Task goal:
Transcribe the entries below exactly, starting with the line that has "Indicate one point for each instance of the drawer" and stopping after the line that has "Indicate one point for each instance of the tree"; no pictures belong in the copy.

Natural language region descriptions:
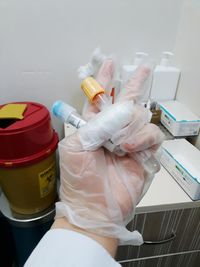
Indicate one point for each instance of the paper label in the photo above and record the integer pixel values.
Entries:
(47, 180)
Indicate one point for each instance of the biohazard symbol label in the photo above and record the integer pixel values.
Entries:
(47, 180)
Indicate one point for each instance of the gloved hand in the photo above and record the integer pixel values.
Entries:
(99, 190)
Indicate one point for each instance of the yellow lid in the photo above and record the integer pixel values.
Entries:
(91, 88)
(12, 111)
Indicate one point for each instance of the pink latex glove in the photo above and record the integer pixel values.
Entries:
(99, 190)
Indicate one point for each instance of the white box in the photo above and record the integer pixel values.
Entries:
(178, 119)
(182, 160)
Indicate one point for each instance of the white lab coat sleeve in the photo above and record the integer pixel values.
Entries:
(61, 248)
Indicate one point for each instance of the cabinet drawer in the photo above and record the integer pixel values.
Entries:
(184, 260)
(160, 226)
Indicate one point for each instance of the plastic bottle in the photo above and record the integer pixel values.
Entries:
(165, 79)
(128, 70)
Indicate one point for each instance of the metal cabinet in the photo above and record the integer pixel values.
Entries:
(183, 260)
(165, 233)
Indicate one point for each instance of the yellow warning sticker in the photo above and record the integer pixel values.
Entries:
(47, 180)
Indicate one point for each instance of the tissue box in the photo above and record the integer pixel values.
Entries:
(178, 119)
(182, 161)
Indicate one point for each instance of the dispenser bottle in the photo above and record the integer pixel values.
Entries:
(165, 79)
(128, 70)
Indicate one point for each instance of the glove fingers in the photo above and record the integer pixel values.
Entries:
(141, 116)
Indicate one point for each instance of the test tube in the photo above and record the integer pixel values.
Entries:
(96, 95)
(69, 114)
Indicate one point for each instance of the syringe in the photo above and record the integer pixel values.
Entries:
(96, 95)
(69, 114)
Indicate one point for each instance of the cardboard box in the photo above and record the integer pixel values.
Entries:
(178, 119)
(182, 160)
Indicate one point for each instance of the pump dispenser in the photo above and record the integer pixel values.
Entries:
(128, 70)
(165, 79)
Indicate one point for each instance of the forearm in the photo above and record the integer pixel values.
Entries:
(110, 244)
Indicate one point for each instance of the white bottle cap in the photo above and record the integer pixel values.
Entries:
(62, 110)
(140, 58)
(166, 58)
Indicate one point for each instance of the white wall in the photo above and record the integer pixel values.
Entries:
(187, 56)
(43, 42)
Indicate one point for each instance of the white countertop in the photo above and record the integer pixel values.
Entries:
(165, 194)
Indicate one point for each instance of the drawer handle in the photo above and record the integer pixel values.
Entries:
(169, 239)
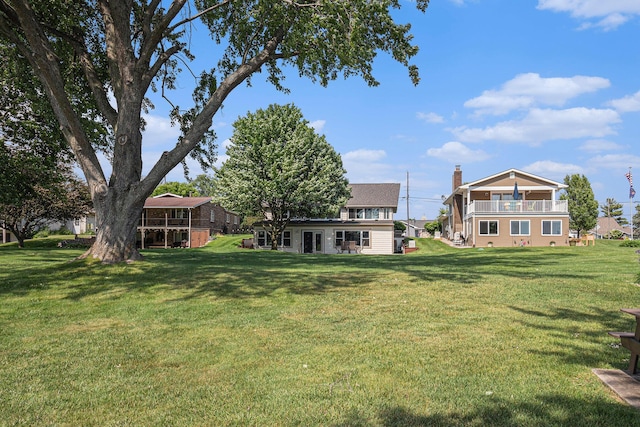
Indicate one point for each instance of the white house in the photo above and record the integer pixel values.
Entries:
(364, 225)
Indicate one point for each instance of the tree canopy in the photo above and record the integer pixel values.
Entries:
(184, 189)
(583, 208)
(279, 168)
(36, 192)
(613, 209)
(85, 53)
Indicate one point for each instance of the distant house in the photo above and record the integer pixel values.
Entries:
(7, 236)
(416, 227)
(364, 225)
(169, 220)
(510, 208)
(607, 226)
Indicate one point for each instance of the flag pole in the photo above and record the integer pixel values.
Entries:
(631, 200)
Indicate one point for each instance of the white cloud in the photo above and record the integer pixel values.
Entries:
(544, 125)
(609, 13)
(159, 132)
(318, 125)
(366, 165)
(629, 103)
(599, 145)
(613, 162)
(430, 117)
(455, 152)
(553, 170)
(530, 90)
(365, 155)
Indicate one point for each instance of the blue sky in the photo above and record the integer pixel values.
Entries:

Answer section:
Indicate one point for each instance of the drawer handle in the photo above and record the integer pixel values.
Entries:
(169, 239)
Indicate one point for each instance of the white house in the photo above and record the integer pixel values.
Entries:
(364, 225)
Indicate one point for each instance of the tree canopy in the photo above and record the integer pixel values.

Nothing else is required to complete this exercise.